Андрей Столяров. Наступает мезозой.
Опубликовано в журнале Знамя, номер 7, 2001
Бог умер в деревенской больнице Андрей Столяров. Наступает мезозой. — СПб.: Петербургский писатель, 2000. — 336 с. — 3000 экз.
Андрей Столяров принадлежит к тем, кому постперестроечная реальность кажется кошмаром национального унижения. Советские времена через призму такого взгляда предстают в ореоле полного оправдания. Столяров считает своим долгом четко и громко выражать данное умонастроение, а критики, разделяющие его точку зрения, благодарны писателю, который “озвучивает, что’ мы на самом деле знаем, достает до воспаленного нерва, открыто излагает то, о чем бормочет наша задавленная ментальность”. Так пишет Ольга Славникова, чрезвычайно высоко оценившая роман “Жаворонок” прежде всего за то, что там с публицистической прямотой сказано: “Что бы ни говорили о репрессивной системе, созданной коммунистами, Советский Союз был в истории человечества поистине уникальным образованием. Обществом без явной национальной вражды и без трагических религиозных противоречий. Каждый человек, где бы он ни родился и на каком бы языке ни говорил, чувствовал себя гражданином единой вселенной. Перестройка должна была раздвинуть эту вселенную еще больше, демократия — вывести государство в ряд сильных и процветающих стран. А вместо этого…”.
Полемизировать с подобными рассуждениями затруднительно: если Столяров и Славникова действительно так думают, это выше моего понимания. Наша якобы задавленная “ментальность” неустанно проклинает “дерьмократов” и “развал Союза”, вовсе не ожидая, когда писатель “озвучит” ее ностальгию. Признавать, что репрессивная система была, но чувствовать себя гражданином единой вселенной в государстве, которое только благодаря этой системе и существовало, — нет, увольте, не понимаю. По-моему, это значит, что за уютную иллюзию принадлежности к вселенской державе человек согласен “принимать” все то, что скрывается за словом репрессии. Не могу представить, что Столяров на это согласен, и совершенно уверена, что демократические убеждения писателя делают такое согласие невозможным, но… но убеждения автора могут не совпадать с “волей произведения”.
Впрочем, публицистическое вступление слишком затянулось, но и обойтись без него нельзя, потому что подосновой, подтекстом новой книги Андрея Столярова является категорическое, надрывное неприятие нынешней жизни с ностальгической оглядкой на советскую. Сегодня случилось самое страшное — “Бог умер”.

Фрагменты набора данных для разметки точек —
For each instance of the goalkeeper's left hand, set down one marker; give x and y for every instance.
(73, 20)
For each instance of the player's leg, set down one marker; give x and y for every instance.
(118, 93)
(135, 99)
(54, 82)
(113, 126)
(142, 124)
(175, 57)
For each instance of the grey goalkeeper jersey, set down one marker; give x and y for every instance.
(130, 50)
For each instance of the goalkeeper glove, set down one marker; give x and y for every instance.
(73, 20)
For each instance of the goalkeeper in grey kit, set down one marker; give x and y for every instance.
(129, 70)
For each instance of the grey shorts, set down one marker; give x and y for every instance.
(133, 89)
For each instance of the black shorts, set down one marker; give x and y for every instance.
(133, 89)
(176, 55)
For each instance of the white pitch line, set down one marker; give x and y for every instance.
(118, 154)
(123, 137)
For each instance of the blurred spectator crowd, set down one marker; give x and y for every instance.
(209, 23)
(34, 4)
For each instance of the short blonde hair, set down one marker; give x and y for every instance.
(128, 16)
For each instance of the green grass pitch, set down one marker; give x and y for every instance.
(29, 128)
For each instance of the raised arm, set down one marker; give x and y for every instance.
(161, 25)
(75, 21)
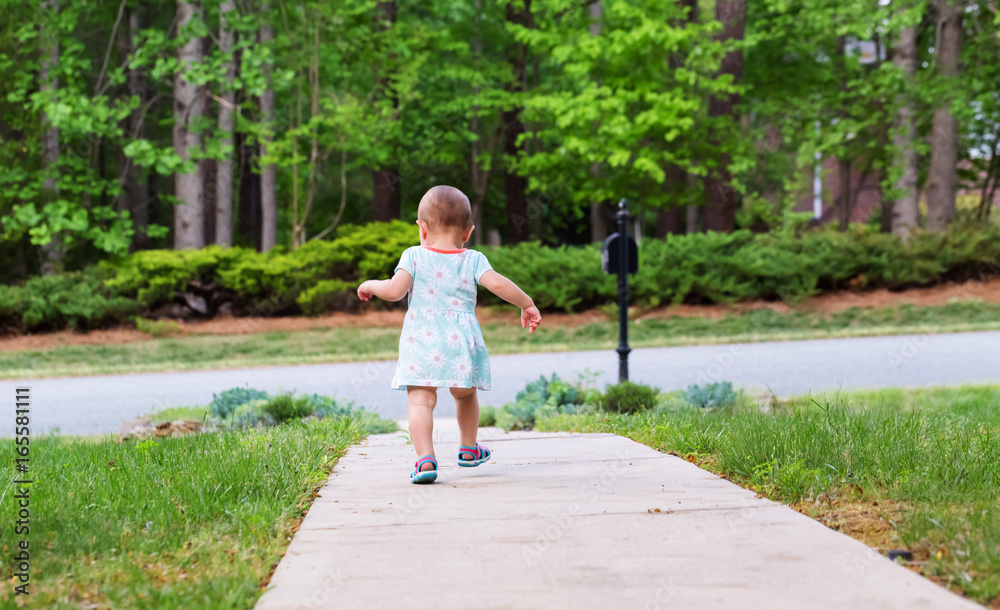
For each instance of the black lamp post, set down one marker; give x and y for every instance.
(623, 269)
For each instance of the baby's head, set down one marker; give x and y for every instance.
(445, 211)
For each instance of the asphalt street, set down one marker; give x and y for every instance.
(97, 405)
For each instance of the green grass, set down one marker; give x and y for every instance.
(191, 522)
(353, 344)
(934, 454)
(175, 413)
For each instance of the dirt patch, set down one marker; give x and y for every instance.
(834, 302)
(829, 303)
(868, 521)
(63, 338)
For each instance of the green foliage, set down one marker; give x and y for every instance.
(321, 276)
(629, 397)
(74, 301)
(544, 397)
(286, 406)
(157, 328)
(930, 454)
(226, 402)
(710, 395)
(248, 407)
(193, 500)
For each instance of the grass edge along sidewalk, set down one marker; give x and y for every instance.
(915, 470)
(323, 346)
(195, 522)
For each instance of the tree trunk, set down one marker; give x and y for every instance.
(52, 253)
(944, 130)
(843, 163)
(266, 189)
(720, 209)
(515, 185)
(904, 211)
(188, 108)
(224, 168)
(386, 188)
(136, 199)
(671, 220)
(598, 214)
(248, 214)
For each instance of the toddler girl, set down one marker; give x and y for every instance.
(441, 344)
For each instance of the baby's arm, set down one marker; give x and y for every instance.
(508, 291)
(387, 290)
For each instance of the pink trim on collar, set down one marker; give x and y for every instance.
(440, 251)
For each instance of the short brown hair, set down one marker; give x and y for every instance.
(445, 206)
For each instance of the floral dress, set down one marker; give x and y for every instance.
(442, 344)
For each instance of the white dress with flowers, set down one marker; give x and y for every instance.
(442, 344)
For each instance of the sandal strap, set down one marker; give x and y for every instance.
(476, 452)
(424, 460)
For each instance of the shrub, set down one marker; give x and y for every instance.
(70, 301)
(157, 328)
(226, 402)
(321, 275)
(286, 406)
(628, 397)
(540, 398)
(710, 395)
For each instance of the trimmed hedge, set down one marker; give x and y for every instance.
(322, 275)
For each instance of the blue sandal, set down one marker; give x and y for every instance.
(473, 456)
(426, 476)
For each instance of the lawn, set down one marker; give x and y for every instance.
(191, 522)
(915, 470)
(353, 344)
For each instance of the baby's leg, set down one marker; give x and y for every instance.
(467, 411)
(422, 401)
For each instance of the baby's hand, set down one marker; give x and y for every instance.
(364, 291)
(530, 319)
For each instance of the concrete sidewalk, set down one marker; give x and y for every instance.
(570, 521)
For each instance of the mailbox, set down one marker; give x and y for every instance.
(610, 250)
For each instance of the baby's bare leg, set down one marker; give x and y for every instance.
(422, 402)
(467, 412)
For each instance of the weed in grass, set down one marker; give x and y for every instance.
(930, 457)
(192, 522)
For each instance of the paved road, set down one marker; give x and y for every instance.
(96, 405)
(565, 521)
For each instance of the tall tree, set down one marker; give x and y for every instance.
(386, 191)
(268, 195)
(598, 209)
(672, 219)
(941, 175)
(53, 251)
(188, 108)
(720, 209)
(516, 185)
(224, 167)
(136, 199)
(844, 165)
(904, 211)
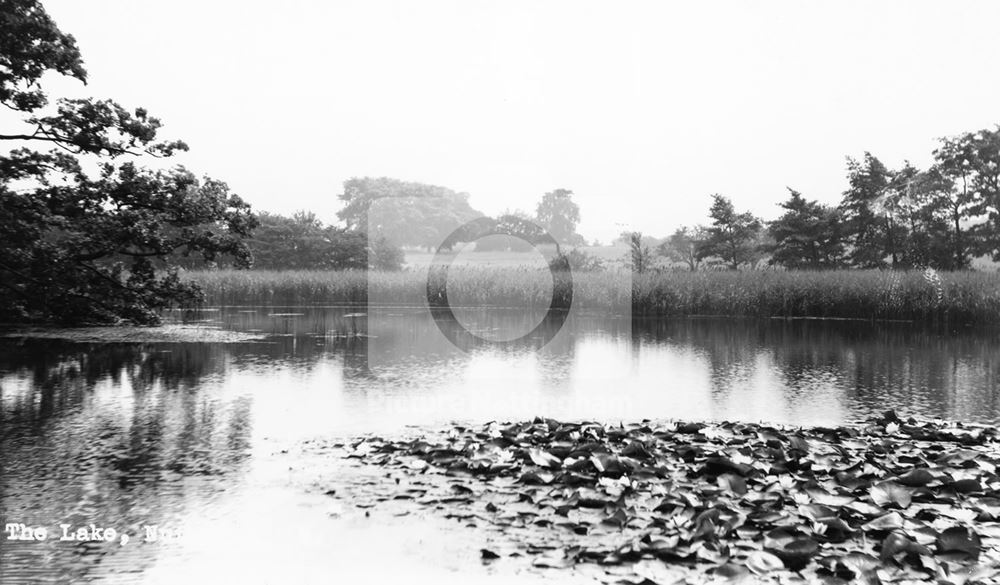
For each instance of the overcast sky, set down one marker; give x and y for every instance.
(642, 109)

ЗАДАНИЯ —
#1 Выпишите из рецензии все выходные данные книги «Наступает мезозой»: место издания, издательство, год, объем и тираж.
#2 Ответьте по рецензии на вопросы:
(a) В каком журнале и в каком номере опубликована рецензия?
(b) За что Ольга Славникова прежде всего высоко оценила роман «Жаворонок»?
(c) Что, согласно рецензии, сегодня случилось самое страшное?
#3 Продолжите рецензию на книгу Андрея Столярова, начав сразу после ее последнего предложения.

ОТВЕТЫ ПО ПОРЯДКУ —
#1
СПб.
Петербургский писатель
2000
336 с.
3000 экз.

#2
(a) В журнале «Знамя», номер 7, 2001.
(b) За то, что в нем с публицистической прямотой сказано об уникальности Советского Союза.
(c) «Бог умер».

#3
…Бог умер в нищей больничке, в среднерусской деревеньке, только Богом и не забытой, “догнивающие избенки, крыши которых почти касались земли, разоренность дворов, заколоченные облезлые ставни”. Когда Бог умирал, божественная чудесность мира истаивала, поэтому Сыну, чтобы проститься с Отцом, пришлось трястись по проселку “на стареньком дребезжащем грузовичке, что был нанят в районном центре за хорошие деньги”, — “ширь пространства не желала распахиваться перед ним”. Сын спрашивает, что будет с миром, и сам же отвечает: “Иссякнет дух жизни. Воцарится Луна, и властвовать будут мертвые. Прах земной превратится в коснеющую бессмысленность”. Сын не слушает, что говорит умирающий: “Я думаю, что мир моего отсутствия не заметит. Он и раньше не слишком во мне нуждался, и теперь спокойно будет существовать без меня. Он достаточно погружен в свои собственные интересы…”. Правы оказались оба. На Западе прекрасно обходятся своими интересами, а для России это погибель. В мире чистогана почти не осталось живых, это царство мертвых, но доверчивая Россия, то есть молодая петербурженка Лида, обольщенная его блестящей видимостью, коварными ухаживаниями мертвеца, не слышит предостережений молодого коммуниста. “— Я — коммунист, — кивнул Марко. — Каждый честный человек сейчас должен быть коммунистом.
— Ну вот еще! — Лида вздрогнула”.
Не от того она взрогнула, от чего надо: от связи с мертвецом она родит мутанта, ухаживания сменятся злобным преследованием, и Лида-Россия погибнет.
Рассказы, вошедшие в книгу, недвусмысленно аллегоричны. Так что совершенно ясно, какого такого мутанта родила Лида, — постсоветскую систему, которая в своей дикости есть не что иное, как новый мезозой (рассказ “Полнолуние”).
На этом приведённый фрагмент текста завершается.